--- begin ---

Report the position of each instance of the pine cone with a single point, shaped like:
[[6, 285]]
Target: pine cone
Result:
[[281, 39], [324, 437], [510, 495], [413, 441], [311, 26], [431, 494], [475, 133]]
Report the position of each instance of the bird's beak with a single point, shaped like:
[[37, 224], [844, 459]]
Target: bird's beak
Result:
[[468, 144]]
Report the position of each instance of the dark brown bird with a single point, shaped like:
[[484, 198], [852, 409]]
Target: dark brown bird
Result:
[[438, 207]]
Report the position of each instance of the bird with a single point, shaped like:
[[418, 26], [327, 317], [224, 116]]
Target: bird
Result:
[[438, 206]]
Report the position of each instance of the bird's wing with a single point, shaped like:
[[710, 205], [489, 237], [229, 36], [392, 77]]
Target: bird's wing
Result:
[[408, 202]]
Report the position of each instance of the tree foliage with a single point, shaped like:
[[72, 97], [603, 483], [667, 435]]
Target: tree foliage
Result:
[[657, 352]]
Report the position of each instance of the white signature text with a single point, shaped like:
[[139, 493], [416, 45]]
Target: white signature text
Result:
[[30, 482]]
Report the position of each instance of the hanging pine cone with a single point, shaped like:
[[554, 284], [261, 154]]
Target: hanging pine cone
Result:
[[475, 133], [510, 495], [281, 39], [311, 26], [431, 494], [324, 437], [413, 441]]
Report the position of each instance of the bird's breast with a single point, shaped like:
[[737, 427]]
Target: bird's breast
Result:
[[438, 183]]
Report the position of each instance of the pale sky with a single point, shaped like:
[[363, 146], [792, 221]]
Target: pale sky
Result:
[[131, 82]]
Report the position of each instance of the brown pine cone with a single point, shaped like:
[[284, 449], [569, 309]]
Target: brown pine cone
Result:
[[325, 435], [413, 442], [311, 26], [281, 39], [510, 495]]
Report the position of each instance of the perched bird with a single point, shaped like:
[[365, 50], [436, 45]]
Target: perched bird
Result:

--- end ---

Could you rewrite all of the material above with "single point" changed to "single coordinate pair" everywhere it occurs and everything else kept the same?

Report the position of each instance of the pine cone with a single coordinate pair, shaped like:
[[6, 285]]
Target: pine cone
Result:
[[281, 39], [324, 437], [510, 495], [413, 441], [311, 26], [431, 494], [475, 133]]
Report the position of each instance of the bird's beak with a single coordinate pair, shaped like:
[[37, 224], [844, 459]]
Target: bird's beak
Result:
[[468, 144]]
Report the position of each instance of the dark brown bird with a single coordinate pair, shaped like:
[[484, 198], [852, 409]]
Target: dark brown bird
Result:
[[438, 207]]
Report the position of each instance of the bird with a single coordinate pair, shaped like:
[[418, 26], [327, 317], [224, 116]]
Target: bird
Result:
[[438, 206]]
Report the position of each instance of the bird's wing with a single coordinate pair, shaped like:
[[710, 205], [489, 237], [229, 36], [392, 77]]
Target: bird's wing
Result:
[[408, 202]]
Report the position of each instance of the tree foliage with a single coordinate pair, shaped like:
[[72, 97], [603, 483], [667, 435]]
Target: tree foliage
Result:
[[657, 352]]
Report the position of each instance of the white signature text with a single coordinate pair, shaped like:
[[139, 493], [416, 45]]
Target: white signature text
Result:
[[30, 482]]
Report the position of each instance of the hanging pine cone with a single coordinate pair, shaped like:
[[554, 284], [261, 154]]
Target: hanging pine cone
Result:
[[475, 133], [510, 495], [281, 39], [311, 26], [431, 494], [324, 437], [413, 441]]
Report the position of each instance of the bird's breast with a single coordinate pair, shaped like:
[[737, 427]]
Target: bird's breast
Result:
[[438, 183]]
Report the position of each instance of the pale sky with a single coordinate pair, shaped like:
[[363, 146], [792, 221]]
Target: pale sky
Result:
[[131, 82]]
Report the position of each instance of the brown pine cone with a single coordinate pair, shaped like:
[[284, 449], [569, 309]]
Target: brown pine cone
Result:
[[325, 435], [413, 442], [311, 26], [281, 39], [510, 495]]
Report the position of each instance of the perched bird with a single coordinate pair, shaped like:
[[365, 50], [436, 45]]
Target: perched bird
Result:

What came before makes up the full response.